Exercise description:
Write the whole listing out again, word for word.

Records shown:

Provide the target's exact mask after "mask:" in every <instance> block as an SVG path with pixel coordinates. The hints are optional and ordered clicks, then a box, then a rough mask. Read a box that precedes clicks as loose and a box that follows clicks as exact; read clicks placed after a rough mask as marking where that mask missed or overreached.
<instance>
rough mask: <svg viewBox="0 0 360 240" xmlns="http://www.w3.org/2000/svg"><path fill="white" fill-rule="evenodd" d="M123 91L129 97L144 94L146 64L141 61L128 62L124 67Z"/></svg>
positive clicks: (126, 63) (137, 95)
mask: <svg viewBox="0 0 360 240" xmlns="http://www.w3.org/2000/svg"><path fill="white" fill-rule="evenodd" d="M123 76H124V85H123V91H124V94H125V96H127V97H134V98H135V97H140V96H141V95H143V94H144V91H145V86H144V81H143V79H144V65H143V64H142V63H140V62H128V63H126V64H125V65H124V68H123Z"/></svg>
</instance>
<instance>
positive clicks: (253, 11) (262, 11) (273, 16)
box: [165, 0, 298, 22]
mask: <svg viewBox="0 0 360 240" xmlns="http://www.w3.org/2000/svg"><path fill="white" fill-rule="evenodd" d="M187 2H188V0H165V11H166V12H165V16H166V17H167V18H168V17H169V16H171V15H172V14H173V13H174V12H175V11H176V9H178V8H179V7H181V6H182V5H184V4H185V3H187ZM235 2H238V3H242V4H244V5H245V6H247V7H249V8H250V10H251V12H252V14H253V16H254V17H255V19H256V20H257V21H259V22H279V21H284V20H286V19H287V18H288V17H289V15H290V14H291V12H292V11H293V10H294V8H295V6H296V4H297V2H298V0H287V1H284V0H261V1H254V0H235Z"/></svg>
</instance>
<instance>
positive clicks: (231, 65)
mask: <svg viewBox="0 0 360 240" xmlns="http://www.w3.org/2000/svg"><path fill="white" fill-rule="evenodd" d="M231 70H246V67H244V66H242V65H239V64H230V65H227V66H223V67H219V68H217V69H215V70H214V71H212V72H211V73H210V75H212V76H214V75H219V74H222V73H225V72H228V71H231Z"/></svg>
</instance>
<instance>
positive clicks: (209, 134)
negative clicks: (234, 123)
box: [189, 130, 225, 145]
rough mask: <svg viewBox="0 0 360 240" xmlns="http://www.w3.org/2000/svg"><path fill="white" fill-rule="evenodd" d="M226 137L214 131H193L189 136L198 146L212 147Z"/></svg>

Output below:
Provide the target's exact mask after "mask:" in every <instance> block as an SVG path with pixel coordinates. The hints are optional and ordered clicks, then a box, then a rough mask. Read a box that precedes clicks as loose and a box that follows clicks as exact; read clicks placed after a rough mask as marking where that mask missed or overreached.
<instance>
rough mask: <svg viewBox="0 0 360 240" xmlns="http://www.w3.org/2000/svg"><path fill="white" fill-rule="evenodd" d="M123 91L129 97L144 94L146 64L141 61L128 62L124 67Z"/></svg>
positive clicks: (126, 63) (137, 95)
mask: <svg viewBox="0 0 360 240" xmlns="http://www.w3.org/2000/svg"><path fill="white" fill-rule="evenodd" d="M123 76H124V85H123V91H124V94H125V96H127V97H134V98H135V97H140V96H141V95H143V94H144V91H145V86H144V81H143V79H144V65H143V64H142V63H140V62H128V63H126V64H125V65H124V68H123Z"/></svg>
</instance>
<instance>
positive clicks: (253, 11) (262, 11) (273, 16)
box: [165, 0, 298, 22]
mask: <svg viewBox="0 0 360 240" xmlns="http://www.w3.org/2000/svg"><path fill="white" fill-rule="evenodd" d="M187 2H188V0H165V11H166V12H165V16H166V17H167V18H168V17H169V16H171V15H172V14H173V13H174V12H175V11H176V9H178V8H179V7H181V6H182V5H184V4H185V3H187ZM235 2H238V3H242V4H244V5H245V6H247V7H249V8H250V10H251V12H252V14H253V16H254V17H255V19H256V20H257V21H259V22H279V21H284V20H286V19H287V18H288V17H289V15H290V14H291V12H292V11H293V10H294V8H295V6H296V4H297V2H298V0H287V1H284V0H261V1H254V0H235Z"/></svg>
</instance>
<instance>
positive clicks: (231, 65)
mask: <svg viewBox="0 0 360 240" xmlns="http://www.w3.org/2000/svg"><path fill="white" fill-rule="evenodd" d="M231 70H246V67H244V66H242V65H239V64H230V65H227V66H223V67H219V68H217V69H215V70H214V71H212V72H211V73H210V75H212V76H214V75H219V74H222V73H225V72H228V71H231Z"/></svg>
</instance>
<instance>
positive clicks: (209, 134)
negative clicks: (234, 123)
box: [189, 130, 225, 145]
rough mask: <svg viewBox="0 0 360 240" xmlns="http://www.w3.org/2000/svg"><path fill="white" fill-rule="evenodd" d="M226 137L214 131H193L189 136L198 146L212 147Z"/></svg>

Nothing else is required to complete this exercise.